• Task requirements: Revise the passage about LifeKraze becoming Spire, starting with "They are keeping" and going on through "for pilot programs.", so that "pilot programs" is replaced by "trial programs".

• Provided passage:

▬▬▬▬▬▬▬▬▬▬

Leaders with LifeKraze—an online platform that facilitates active lifestyles and allows people to share accomplishments—are pivoting the business to serve businesses, starting with those in the health care industry.
They have changed the name from LifeKraze to Spire.
They are keeping the individual component of the site and business that allows participants to share progress on goals toward healthy, active living. Participants can earn points and give points to others to encourage their efforts, and then those points can be redeemed for discounts or products from designated retailers.
But they are adding a subscription-based model for businesses to participate, President and CEO Jay Kelley said. They are starting with hospitals first and have been working with Erlanger and Vanderbilt University Medical Center for pilot programs.
"We looked around at different potential employment sectors, and we decided to focus, at least initially, on the health care industry," Kelley said. "Hospitals have significantly higher rates than the national average for employees to have chronic [health] conditions."

▬▬▬▬▬▬▬▬▬▬

• Dataset extract:

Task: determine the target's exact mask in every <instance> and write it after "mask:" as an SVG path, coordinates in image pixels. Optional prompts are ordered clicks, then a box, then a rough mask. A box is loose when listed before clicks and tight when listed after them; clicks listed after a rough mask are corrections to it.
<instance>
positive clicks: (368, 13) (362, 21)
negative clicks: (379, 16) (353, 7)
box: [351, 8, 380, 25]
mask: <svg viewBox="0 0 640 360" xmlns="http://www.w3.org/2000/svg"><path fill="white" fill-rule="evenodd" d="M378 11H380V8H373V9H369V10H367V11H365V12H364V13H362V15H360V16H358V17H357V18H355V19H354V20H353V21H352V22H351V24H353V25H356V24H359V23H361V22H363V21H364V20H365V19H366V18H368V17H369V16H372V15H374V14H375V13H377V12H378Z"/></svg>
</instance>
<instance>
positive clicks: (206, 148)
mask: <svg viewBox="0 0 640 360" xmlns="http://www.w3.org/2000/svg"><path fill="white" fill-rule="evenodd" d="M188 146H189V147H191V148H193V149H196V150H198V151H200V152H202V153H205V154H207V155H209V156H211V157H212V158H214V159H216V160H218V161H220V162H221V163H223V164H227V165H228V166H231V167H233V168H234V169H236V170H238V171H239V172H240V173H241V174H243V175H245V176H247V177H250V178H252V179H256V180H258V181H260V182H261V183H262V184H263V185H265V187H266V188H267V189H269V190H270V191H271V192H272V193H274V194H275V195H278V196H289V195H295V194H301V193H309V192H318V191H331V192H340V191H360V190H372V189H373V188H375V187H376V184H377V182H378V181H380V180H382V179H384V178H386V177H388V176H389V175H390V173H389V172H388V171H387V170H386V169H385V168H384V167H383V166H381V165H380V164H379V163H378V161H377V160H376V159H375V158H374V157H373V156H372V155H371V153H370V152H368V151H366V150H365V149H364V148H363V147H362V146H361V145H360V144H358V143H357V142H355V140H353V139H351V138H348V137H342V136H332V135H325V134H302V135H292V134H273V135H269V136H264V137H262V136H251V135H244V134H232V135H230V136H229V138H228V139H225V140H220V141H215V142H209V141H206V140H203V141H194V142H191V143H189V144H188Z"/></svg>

▬▬▬▬▬▬▬▬▬▬

• Solution to this exercise:
They are keeping the individual component of the site and business that allows participants to share progress on goals toward healthy, active living. Participants can earn points and give points to others to encourage their efforts, and then those points can be redeemed for discounts or products from designated retailers.
But they are adding a subscription-based model for businesses to participate, President and CEO Jay Kelley said. They are starting with hospitals first and have been working with Erlanger and Vanderbilt University Medical Center for trial programs.